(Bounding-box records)

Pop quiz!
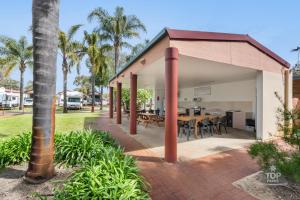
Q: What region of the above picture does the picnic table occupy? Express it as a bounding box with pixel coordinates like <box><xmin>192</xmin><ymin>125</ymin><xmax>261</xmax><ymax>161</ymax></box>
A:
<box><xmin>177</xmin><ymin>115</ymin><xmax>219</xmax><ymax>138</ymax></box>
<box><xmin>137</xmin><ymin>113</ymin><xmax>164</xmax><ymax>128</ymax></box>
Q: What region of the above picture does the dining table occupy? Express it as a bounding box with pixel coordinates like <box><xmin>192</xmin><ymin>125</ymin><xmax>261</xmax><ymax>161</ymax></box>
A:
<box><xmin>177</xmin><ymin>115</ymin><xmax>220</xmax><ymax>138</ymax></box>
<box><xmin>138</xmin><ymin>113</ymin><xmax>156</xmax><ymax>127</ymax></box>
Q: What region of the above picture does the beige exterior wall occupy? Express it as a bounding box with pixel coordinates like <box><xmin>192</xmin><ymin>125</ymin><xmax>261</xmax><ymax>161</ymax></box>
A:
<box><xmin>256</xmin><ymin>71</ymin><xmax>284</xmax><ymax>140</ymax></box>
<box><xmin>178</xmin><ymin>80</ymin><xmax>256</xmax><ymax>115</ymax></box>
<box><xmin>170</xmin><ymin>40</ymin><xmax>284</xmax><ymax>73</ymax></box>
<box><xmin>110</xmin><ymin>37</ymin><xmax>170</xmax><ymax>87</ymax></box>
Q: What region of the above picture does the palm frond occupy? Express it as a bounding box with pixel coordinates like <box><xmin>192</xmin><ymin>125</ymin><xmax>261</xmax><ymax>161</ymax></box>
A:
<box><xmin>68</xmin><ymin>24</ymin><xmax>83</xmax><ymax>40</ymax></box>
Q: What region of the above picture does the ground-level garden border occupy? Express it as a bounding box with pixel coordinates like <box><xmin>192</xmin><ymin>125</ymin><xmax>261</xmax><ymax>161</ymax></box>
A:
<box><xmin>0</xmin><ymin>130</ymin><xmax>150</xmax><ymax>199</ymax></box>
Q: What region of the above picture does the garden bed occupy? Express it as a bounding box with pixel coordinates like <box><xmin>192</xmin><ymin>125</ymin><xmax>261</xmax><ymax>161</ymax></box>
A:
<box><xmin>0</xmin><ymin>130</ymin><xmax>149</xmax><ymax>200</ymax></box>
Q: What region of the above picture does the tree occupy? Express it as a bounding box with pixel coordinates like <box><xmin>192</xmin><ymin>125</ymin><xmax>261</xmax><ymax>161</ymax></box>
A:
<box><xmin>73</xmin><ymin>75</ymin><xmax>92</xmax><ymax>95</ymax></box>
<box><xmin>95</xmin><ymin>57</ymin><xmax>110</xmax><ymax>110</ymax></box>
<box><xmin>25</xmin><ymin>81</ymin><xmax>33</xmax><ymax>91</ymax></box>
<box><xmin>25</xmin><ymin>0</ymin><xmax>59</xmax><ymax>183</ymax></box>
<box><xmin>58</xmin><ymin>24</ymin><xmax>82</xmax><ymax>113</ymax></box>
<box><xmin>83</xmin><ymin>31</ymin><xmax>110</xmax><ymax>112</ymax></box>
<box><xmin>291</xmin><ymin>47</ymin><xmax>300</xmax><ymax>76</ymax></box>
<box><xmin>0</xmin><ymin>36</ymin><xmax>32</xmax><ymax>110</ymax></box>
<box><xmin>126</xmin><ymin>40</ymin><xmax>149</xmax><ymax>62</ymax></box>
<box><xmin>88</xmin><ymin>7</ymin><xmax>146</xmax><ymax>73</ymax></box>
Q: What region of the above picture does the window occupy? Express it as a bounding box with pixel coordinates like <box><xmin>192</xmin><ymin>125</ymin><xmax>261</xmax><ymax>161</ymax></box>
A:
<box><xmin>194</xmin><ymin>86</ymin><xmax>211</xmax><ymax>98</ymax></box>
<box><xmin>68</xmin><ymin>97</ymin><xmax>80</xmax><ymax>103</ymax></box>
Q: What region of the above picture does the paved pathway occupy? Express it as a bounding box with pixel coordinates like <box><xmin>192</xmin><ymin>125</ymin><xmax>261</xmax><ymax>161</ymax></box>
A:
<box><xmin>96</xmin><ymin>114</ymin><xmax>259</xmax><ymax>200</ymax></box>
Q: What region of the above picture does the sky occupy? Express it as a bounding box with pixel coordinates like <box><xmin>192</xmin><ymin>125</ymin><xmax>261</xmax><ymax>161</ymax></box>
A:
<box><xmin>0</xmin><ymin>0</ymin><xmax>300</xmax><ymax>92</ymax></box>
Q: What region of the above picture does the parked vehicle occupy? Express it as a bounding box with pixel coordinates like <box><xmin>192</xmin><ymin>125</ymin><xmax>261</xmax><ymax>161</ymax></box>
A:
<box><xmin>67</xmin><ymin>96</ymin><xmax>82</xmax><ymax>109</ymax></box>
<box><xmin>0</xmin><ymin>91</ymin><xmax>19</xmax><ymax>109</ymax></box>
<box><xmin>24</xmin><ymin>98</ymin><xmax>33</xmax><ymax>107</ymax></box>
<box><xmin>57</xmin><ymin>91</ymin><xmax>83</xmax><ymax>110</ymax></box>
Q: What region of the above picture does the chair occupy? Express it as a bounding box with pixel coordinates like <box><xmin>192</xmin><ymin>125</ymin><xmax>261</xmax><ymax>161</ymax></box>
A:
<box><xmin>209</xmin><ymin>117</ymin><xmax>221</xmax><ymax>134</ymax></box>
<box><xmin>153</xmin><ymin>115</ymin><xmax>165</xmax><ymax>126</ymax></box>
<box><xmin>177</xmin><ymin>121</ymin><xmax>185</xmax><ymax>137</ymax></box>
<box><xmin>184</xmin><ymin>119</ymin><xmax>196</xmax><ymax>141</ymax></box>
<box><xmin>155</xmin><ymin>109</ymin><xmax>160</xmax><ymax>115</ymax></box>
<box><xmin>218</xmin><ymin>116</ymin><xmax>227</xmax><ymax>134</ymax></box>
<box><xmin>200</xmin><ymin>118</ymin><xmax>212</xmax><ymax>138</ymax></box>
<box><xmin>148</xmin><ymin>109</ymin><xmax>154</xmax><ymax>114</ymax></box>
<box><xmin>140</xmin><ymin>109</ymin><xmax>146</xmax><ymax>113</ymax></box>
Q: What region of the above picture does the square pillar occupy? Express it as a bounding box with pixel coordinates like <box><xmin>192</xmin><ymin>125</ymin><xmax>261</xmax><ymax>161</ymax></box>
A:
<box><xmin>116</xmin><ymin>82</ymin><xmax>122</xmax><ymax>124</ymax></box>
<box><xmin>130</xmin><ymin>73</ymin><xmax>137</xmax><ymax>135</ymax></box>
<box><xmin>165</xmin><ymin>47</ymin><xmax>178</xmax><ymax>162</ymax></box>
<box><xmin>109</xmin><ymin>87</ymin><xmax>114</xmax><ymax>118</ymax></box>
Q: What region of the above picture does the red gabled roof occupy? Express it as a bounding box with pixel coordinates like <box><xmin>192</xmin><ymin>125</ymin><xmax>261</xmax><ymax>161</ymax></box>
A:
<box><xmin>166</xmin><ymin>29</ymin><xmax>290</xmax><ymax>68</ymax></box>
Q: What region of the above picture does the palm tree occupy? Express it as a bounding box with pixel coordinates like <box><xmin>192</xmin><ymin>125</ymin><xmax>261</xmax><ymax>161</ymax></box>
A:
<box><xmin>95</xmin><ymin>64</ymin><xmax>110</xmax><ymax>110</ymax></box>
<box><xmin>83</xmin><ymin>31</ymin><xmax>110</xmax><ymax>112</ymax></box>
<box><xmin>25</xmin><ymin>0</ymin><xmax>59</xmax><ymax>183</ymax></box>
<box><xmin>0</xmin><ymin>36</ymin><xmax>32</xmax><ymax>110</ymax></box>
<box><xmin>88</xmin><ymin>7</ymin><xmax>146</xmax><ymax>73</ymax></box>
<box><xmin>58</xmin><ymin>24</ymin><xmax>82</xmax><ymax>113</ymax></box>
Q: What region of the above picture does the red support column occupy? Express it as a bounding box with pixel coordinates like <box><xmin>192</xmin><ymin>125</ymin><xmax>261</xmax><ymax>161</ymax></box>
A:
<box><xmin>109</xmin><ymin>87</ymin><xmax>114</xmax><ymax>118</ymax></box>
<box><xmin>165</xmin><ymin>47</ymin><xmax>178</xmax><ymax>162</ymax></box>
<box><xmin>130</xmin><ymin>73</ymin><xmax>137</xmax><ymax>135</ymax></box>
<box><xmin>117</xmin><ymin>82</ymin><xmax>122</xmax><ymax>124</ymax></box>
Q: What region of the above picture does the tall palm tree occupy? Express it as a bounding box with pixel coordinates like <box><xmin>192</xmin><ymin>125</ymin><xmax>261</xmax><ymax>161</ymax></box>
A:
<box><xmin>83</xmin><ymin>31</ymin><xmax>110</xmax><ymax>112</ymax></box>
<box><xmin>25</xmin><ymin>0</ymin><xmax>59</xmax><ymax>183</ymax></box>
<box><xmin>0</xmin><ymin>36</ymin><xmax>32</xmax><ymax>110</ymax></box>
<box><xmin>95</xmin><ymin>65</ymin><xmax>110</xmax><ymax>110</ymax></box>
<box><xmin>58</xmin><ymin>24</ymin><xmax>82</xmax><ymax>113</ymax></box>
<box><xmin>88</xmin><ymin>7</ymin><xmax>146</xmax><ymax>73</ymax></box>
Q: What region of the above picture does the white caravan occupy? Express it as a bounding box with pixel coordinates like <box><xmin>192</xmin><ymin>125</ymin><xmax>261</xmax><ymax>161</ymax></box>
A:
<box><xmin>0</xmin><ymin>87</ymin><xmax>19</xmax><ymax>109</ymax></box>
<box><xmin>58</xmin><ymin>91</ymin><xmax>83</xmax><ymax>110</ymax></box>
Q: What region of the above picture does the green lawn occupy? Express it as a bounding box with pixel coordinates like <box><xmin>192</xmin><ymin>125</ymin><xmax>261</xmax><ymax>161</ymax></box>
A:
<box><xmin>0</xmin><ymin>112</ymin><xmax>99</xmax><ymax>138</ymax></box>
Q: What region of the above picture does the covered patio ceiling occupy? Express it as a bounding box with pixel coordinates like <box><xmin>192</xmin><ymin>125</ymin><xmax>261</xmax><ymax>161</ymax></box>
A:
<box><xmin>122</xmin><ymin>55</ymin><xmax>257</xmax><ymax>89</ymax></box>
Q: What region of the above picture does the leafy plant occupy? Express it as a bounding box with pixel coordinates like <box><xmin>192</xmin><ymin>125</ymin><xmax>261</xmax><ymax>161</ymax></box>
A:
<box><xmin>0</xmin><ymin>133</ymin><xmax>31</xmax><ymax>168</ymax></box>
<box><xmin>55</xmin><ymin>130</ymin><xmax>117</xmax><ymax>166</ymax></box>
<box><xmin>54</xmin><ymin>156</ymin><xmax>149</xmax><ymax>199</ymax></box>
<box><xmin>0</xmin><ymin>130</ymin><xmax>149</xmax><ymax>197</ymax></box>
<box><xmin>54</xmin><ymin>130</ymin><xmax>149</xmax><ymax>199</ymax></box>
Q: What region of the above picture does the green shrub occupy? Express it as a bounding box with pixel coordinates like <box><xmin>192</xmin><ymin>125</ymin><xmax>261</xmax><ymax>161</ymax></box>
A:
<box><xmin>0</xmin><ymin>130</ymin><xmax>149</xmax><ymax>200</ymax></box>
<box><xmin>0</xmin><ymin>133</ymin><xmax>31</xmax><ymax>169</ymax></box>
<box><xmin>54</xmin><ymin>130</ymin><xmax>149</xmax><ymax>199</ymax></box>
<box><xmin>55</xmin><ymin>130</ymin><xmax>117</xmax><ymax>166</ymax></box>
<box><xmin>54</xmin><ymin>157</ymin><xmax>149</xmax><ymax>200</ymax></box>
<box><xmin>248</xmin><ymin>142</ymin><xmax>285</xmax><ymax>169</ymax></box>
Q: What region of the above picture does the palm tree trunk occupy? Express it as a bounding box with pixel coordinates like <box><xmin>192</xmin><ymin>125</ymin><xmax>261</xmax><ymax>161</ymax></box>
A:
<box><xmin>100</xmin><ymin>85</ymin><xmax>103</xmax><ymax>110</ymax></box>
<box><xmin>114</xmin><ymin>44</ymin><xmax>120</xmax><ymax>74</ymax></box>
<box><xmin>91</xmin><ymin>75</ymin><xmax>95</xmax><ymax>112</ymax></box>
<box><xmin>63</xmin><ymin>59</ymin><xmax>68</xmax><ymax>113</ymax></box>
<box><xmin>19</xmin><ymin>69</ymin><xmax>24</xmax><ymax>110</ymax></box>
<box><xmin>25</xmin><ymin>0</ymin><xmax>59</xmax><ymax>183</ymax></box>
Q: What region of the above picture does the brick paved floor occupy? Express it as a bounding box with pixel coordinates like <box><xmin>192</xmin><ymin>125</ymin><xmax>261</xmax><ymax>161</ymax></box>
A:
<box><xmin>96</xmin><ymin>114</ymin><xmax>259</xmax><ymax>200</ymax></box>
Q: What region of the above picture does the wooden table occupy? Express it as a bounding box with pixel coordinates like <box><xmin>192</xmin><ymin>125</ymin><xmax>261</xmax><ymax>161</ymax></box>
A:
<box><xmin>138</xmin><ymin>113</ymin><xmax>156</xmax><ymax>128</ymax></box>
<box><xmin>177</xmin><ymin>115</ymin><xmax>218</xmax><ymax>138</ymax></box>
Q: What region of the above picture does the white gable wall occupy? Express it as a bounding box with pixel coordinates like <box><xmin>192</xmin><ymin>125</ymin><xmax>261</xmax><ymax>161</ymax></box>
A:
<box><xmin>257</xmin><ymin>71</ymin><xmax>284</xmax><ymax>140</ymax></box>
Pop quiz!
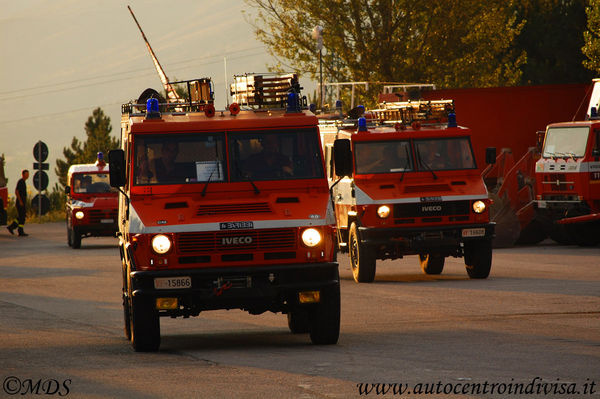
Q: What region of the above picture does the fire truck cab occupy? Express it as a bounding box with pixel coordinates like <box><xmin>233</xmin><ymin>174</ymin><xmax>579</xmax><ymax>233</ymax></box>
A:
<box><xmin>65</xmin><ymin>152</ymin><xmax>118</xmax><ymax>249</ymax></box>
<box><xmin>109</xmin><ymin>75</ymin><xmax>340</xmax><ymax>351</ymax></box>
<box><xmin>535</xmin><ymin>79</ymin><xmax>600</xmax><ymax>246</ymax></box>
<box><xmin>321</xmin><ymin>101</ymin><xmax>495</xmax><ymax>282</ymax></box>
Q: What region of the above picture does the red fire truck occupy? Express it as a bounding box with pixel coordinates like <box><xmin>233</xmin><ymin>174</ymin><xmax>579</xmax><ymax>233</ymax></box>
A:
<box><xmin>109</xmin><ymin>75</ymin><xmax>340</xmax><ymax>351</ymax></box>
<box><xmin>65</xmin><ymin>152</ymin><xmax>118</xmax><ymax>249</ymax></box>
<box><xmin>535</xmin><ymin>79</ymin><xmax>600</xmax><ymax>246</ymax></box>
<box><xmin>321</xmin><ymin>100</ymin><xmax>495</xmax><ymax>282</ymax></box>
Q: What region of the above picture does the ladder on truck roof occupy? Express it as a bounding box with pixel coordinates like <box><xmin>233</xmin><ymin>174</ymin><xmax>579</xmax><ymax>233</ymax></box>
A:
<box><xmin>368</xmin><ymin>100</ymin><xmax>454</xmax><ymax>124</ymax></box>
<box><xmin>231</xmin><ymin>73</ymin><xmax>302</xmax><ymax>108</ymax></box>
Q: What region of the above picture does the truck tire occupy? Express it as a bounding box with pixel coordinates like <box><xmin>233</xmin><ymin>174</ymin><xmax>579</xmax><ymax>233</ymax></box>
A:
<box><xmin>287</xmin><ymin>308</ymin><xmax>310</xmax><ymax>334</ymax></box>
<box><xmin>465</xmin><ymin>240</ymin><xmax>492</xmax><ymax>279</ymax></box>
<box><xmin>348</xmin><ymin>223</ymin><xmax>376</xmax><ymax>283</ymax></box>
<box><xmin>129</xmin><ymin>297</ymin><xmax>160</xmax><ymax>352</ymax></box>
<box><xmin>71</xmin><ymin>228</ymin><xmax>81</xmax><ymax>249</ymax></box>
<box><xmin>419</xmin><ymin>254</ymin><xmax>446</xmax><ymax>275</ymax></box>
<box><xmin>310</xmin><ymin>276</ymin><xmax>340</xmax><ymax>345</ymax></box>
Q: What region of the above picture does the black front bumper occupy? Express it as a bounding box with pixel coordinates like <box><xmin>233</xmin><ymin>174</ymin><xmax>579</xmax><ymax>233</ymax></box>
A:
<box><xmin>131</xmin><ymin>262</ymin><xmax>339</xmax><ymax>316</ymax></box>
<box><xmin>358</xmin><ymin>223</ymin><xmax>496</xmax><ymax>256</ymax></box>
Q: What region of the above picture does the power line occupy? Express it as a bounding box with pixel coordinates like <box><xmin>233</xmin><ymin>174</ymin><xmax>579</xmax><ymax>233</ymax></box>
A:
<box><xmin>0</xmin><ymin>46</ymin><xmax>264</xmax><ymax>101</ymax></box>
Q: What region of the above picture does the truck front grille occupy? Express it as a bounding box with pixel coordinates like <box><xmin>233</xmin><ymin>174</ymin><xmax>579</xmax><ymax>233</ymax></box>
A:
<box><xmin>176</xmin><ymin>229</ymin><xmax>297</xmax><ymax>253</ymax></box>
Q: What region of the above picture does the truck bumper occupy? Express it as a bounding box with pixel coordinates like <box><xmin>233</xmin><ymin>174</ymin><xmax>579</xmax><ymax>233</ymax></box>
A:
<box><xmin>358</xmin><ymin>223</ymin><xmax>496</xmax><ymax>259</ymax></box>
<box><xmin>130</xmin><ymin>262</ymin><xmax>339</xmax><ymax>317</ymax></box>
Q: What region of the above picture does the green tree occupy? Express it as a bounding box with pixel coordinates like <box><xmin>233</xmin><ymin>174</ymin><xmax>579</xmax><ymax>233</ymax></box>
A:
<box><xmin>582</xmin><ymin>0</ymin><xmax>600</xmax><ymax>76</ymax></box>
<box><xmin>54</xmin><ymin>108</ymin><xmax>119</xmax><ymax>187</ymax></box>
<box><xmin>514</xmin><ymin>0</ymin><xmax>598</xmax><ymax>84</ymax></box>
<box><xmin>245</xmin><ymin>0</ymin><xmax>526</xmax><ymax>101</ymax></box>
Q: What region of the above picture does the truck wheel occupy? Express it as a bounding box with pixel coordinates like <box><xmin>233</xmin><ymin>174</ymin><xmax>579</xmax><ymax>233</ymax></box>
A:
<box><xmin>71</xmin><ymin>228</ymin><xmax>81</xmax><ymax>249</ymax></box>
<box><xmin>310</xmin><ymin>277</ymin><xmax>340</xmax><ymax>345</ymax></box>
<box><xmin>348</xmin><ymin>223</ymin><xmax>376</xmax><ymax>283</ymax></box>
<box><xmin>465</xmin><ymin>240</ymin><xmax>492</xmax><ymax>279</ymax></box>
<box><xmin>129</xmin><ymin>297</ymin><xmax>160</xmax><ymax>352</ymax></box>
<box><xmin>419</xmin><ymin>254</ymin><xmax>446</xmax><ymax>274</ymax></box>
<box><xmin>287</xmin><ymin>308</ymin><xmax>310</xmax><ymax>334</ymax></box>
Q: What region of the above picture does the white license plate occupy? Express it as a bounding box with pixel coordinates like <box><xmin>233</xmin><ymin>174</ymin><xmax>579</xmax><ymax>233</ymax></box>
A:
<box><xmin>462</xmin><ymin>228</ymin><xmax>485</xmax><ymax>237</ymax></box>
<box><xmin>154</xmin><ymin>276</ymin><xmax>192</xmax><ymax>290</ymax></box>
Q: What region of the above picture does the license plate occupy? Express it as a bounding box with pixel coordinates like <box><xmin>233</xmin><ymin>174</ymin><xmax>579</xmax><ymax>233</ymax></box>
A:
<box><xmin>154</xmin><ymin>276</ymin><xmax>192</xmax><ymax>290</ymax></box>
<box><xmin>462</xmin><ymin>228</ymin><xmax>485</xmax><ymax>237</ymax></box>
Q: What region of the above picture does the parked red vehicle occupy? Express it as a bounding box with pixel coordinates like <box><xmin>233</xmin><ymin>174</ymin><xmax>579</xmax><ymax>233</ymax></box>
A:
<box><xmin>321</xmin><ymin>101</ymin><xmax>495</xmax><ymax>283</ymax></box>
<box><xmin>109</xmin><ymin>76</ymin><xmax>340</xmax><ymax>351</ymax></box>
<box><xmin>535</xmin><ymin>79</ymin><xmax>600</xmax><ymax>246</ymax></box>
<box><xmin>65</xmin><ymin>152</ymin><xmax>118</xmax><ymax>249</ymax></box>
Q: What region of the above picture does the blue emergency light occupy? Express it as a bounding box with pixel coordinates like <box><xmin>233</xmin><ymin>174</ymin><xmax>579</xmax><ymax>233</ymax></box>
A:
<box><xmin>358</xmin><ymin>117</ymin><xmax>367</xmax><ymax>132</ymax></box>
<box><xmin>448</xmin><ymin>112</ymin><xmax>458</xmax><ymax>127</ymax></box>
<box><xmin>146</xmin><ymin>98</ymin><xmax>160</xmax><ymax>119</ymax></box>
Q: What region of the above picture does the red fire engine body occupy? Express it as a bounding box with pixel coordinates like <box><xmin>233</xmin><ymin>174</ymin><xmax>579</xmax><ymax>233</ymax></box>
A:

**Directions for this task:** Extract every line from the one with "Q: What region of the above picture does the license" down to the final line above, both included, exactly as written.

**Completed exercise:**
Q: What region of the above picture does the license plate occupy? Express it as a bounding box with pixel coordinates like <box><xmin>233</xmin><ymin>174</ymin><xmax>579</xmax><ymax>233</ymax></box>
A:
<box><xmin>154</xmin><ymin>276</ymin><xmax>192</xmax><ymax>290</ymax></box>
<box><xmin>462</xmin><ymin>228</ymin><xmax>485</xmax><ymax>237</ymax></box>
Q: What region of the above picture does the parked red vehicle occupy? Express it as a bounding box with pixel coordinates like <box><xmin>233</xmin><ymin>174</ymin><xmax>579</xmax><ymax>233</ymax></box>
A:
<box><xmin>321</xmin><ymin>101</ymin><xmax>495</xmax><ymax>283</ymax></box>
<box><xmin>109</xmin><ymin>76</ymin><xmax>340</xmax><ymax>351</ymax></box>
<box><xmin>535</xmin><ymin>79</ymin><xmax>600</xmax><ymax>246</ymax></box>
<box><xmin>65</xmin><ymin>152</ymin><xmax>118</xmax><ymax>249</ymax></box>
Q: What region of the above picture does the blue emergency light occupy? Express it as a bounding box with pixel coordinates like <box><xmin>233</xmin><ymin>174</ymin><xmax>579</xmax><ymax>233</ymax></box>
A:
<box><xmin>358</xmin><ymin>117</ymin><xmax>367</xmax><ymax>132</ymax></box>
<box><xmin>448</xmin><ymin>112</ymin><xmax>458</xmax><ymax>127</ymax></box>
<box><xmin>146</xmin><ymin>98</ymin><xmax>160</xmax><ymax>119</ymax></box>
Q: What region of the above picture does the red fire engine body occupy? Express it as a bounding box with pixel coordinates like <box><xmin>233</xmin><ymin>174</ymin><xmax>579</xmax><ymax>233</ymax></box>
A:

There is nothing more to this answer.